• Text for analysis:
The results demonstrated that the performance was very good, especially when combining the two complementary approaches. The methods proposed in this paper can help validate classification of the CUIs used in training (e.g. the CUIs of the 64 SN types used in training our eight classes) and help reclassify CUIs in noisy but potentially useful SN types (e.g. T033 "Finding" and T169 "Functional Concepts"). New concepts added to an existing source vocabulary or that in a newly added source vocabulary can also be classified with the assistance of our methods. However, there are concepts of some SN types that are not specifically useful for biomedical applications (at least 30 of the 135), and we do not plan to reclassify them (e.g. "Urban Plannings" in T064 "Governmental or Regulatory Activity", "Democracy" in T078 "Idea or Concept", and "Algorithms" in T170 "Intellectual Product"). The methods are generalizable to any ontology wherever strings of the concepts are available and when the concepts can be identified in a training corpus. The training classes can be formed based on an existing ontological structure or by any arbitrary selection criteria, depending on the intended application. In the following subsections we discuss issues related to our results and methods.

Analysis of the string-based approach

When using the string-based approaches, many anatomy concepts were misclassified as disorder, for example, C0016504 "Foot" and C0037004 "Shoulder". We observed that the words of these basic body parts also appear frequently in the strings of disorder concepts involving these body parts, e.g. "Mycetoma of foot" and "Congenital valgus deformity of foot". Similarly, two anatomy modifier adjectives "peritoneal" and "popliteal" were misclassified as procedure owing to the presence of numerous procedure terms like "Continuous ambulatory

    peritoneal
dialysis" and "Incision of
    popliteal
space". However, some concepts had overlapping classes, and could be considered correctly classified as both classes. For example, C0431085 "Unspecified tumor cell NOS" is semantically a disorder and an anatomy (as an abnormal type of cell). Several substance concepts were misclassified as disorder. We found the unique term "Macrolides" of C0282563 appear frequently in concepts such as "poisoning by
    macrolides
" or "
    macrolides
causing adverse effects in therapeutic use", which belong to the SN type "Injury or Poisoning" (selected in training our disorder class). As a result, the representative string of the concept prevails more in the disorder class rather than in the substance class. The same situation happened to C0034428 "Quinolones" and C0002073 "Alkylating agents", e.g. the latter has strings frequently involved in a type of therapy-related acute myeloid leukaemia (disorder).

• Input data:

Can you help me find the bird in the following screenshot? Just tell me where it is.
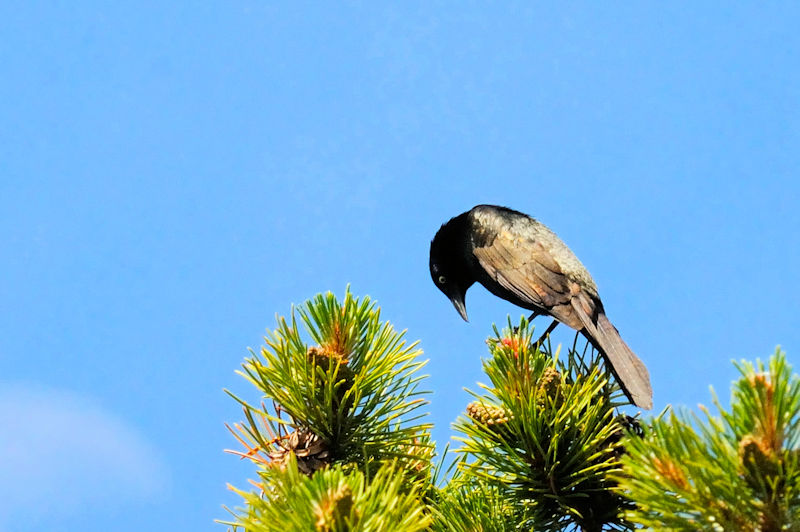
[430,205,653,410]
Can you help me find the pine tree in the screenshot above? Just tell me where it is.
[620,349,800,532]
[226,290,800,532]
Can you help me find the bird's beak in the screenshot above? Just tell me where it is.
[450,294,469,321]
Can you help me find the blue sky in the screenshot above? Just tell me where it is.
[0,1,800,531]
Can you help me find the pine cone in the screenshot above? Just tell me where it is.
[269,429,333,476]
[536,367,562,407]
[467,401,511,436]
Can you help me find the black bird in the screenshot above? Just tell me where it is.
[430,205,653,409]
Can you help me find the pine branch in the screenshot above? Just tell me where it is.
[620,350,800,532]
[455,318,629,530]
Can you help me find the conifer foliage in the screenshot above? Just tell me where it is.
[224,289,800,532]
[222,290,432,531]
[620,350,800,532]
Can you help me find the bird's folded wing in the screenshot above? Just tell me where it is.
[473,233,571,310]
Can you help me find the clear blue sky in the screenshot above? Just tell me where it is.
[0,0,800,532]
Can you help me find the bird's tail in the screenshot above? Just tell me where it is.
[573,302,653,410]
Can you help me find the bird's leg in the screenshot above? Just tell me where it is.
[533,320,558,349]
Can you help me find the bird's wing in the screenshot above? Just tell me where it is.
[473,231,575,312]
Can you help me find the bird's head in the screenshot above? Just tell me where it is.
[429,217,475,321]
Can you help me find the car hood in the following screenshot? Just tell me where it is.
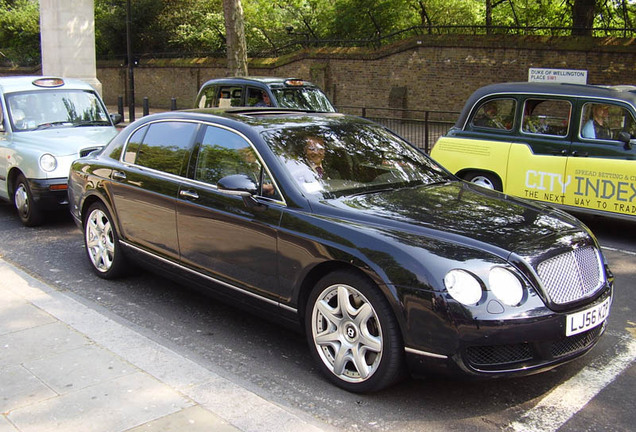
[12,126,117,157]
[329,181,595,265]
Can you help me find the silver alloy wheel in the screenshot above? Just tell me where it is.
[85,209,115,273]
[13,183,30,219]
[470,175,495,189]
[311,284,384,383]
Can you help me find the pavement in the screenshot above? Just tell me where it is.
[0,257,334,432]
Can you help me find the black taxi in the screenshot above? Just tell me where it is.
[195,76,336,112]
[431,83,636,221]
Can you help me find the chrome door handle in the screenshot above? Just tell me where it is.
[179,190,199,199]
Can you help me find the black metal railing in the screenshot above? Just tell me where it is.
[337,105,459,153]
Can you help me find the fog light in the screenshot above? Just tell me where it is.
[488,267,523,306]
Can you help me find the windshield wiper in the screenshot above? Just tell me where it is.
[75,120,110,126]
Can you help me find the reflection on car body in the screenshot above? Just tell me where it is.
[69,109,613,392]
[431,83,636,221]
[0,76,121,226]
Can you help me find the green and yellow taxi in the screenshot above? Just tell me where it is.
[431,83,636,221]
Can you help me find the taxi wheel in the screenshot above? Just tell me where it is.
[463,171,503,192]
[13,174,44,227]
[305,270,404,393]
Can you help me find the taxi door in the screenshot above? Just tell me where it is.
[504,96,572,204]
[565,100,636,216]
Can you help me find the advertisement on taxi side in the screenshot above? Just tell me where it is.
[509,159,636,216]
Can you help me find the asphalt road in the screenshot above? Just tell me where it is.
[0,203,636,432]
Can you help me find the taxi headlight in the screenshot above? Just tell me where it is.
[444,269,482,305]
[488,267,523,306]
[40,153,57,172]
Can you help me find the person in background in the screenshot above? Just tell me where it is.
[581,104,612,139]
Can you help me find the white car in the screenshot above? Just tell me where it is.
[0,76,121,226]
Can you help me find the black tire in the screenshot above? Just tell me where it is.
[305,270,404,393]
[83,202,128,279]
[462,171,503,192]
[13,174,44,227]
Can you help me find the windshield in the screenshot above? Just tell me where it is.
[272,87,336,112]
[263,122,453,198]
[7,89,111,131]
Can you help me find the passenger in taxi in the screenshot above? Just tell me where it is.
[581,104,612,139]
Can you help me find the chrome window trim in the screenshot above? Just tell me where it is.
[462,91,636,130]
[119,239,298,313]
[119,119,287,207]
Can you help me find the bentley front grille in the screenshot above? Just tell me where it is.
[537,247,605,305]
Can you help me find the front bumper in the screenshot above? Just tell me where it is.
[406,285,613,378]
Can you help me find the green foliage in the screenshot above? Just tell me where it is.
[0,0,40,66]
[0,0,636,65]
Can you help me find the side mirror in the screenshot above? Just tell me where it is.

• Tasks:
1 - In the text on concept classification, how many of the 135 semantic types contain concepts that the authors do not consider specifically useful for biomedical applications?
2 - Condense the paragraph of the text on concept classification that begins "The results demonstrated that the performance was very good" into a short bulleted list that keeps its main facts.
3 - Continue the text on concept classification, starting after its final sentence.

• Answers below:
1 - At least 30 of the 135.

2 -
- Performance was very good, especially when the two complementary approaches were combined.
- The methods can help validate the classification of CUIs used in training, such as those of the 64 SN types behind the eight classes.
- They can also help reclassify CUIs in noisy but potentially useful SN types, such as T033 "Finding" and T169 "Functional Concepts."
- New concepts added to an existing or newly added source vocabulary can be classified with their help.
- Concepts in at least 30 of the 135 SN types are not specifically useful for biomedical applications and will not be reclassified. Examples are "Urban Plannings," "Democracy," and "Algorithms."
- The methods generalize to any ontology where concept strings are available and the concepts can be identified in a training corpus.
- Training classes can come from an existing ontological structure or from any arbitrary selection criteria, depending on the intended application.

3 -
Overall, the string-based approach was an unexpected success, since it is based on a very simplified compositional view concerning meaning: concepts can be semantically characterized by their lexical components (e.g. "single simple ovarian cyst") regardless of the order and syntactic roles of the components. Possibly this is due to characteristics relating to the descriptive way in which biomedical concepts are named, which basically corresponds to noun phrases, in which case the syntactic roles within the noun phrases may not be as important as syntactic roles within complete sentences. For example, in "cellular defense response", the fact that "cellular" and "defense" are modifiers of "response" is similar to the fact that they are words comprising the term. The results demonstrated that the simple approach did not compromise performance much while it avoided execution of a more complex and difficult task involving syntactic analysis. In the error analysis, however, we observed a typical disturbance to the Naïve Bayesian model: features (words) that are not semantically representative of certain classes occur frequently in those classes because of compositionality. For example, many words of the anatomy class occur frequently in disorder or procedure concepts, as discussed earlier. This implied that for test CUIs with only simple strings (and usually consisting of single words), the conditional probabilities that had been overestimated in certain classes might adversely affect the classification. If a test CUI consists of only a few non-discriminative words (with close conditional probabilities over every class), the classification could also be determined more by the priors of the classes. We anticipate the problem would still exist when applied to a more specific ontology such as GO, in which prevalent compositional structures have been reported by Ogren et al [43]. For example, many substance terms such as "abscisic acid" are embedded in both Biological Process (e.g. "abscisic acid mediated signaling") and Molecular Function (e.g. "abscisic acid binding activity") concepts, but the presence of "abscisic acid" does not help much in determining which of the classes the concept should be assigned. A possible solution would be to perform syntactic analysis in order to determine the head nouns (e.g. the "signaling" and "activity" above) and to assign them higher weights when building the string-based classifier. However, this is left for future work.

The result that string-based models trained with parenthesized annotations performed the best implies that many of the annotations from the source vocabularies agree with the SN types, and therefore the annotations provided straightforward support in making the correct classification. For example, by the augmented string-based approach "Foot" and "Shoulder" were correctly classified owing to the class annotation body structure from SNOMED-CT and anatomy from the Psychological Index Terms. Although these annotations are useful for obtaining the best reclassification, they could be based on manual curation and thus are not completely objective and are prone to human inconsistencies. However, if the manual re-assignment process is independent of the source classification, the parenthesized annotations could be thought as the surrogates of certain high-level intensional (i.e. to philosophically define a concept by stating its properties) meanings from different source vocabularies and in the string-based approach they contributed a type of highly weighted feature. Along with the strings, the annotations (whenever available) were aggregated under each CUI to serve as an extensional (i.e. to philosophically define a concept by enumerating its instances) meaning of the concept, as interpreted by Campbell et al. [44]. Therefore, when the annotations of more than one or two source vocabularies consistently favor a semantic class incompatible to the SN type, we would doubt the appropriateness of the SN type assignment. To summarize, although the annotations are useful, further study is required to determine how objective they are.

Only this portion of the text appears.